[Opening MATERIAL FOR THIS EXERCISE section]
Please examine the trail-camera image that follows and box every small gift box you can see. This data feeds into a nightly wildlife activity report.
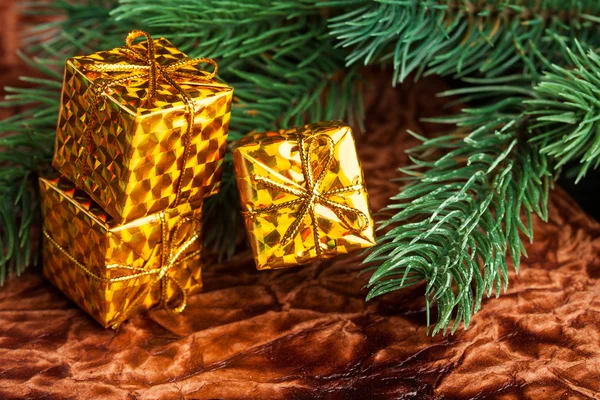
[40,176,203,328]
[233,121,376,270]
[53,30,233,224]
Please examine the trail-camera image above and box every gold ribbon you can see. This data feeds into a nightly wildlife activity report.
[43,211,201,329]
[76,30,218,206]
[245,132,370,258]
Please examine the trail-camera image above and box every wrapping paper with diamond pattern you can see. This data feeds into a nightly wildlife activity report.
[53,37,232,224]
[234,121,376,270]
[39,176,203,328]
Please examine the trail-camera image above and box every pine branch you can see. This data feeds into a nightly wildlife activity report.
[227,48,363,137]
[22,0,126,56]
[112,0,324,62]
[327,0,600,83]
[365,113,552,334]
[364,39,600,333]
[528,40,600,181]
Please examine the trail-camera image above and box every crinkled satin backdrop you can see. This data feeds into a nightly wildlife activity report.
[Closing MATERIAL FOR THIS EXERCISE section]
[Opening MATERIAL FOR THIS EXERCISE section]
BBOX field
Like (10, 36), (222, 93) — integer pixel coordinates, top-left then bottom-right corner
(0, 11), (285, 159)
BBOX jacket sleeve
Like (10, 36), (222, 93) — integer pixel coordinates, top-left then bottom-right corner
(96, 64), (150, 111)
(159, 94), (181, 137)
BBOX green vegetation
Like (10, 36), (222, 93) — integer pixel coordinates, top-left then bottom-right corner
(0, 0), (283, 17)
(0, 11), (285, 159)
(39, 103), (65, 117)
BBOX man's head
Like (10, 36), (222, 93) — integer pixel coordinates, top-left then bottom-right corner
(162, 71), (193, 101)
[Closing MATERIAL FOR THIS EXERCISE section]
How many of the lines in these entries hold "BBOX"? Report only the count.

4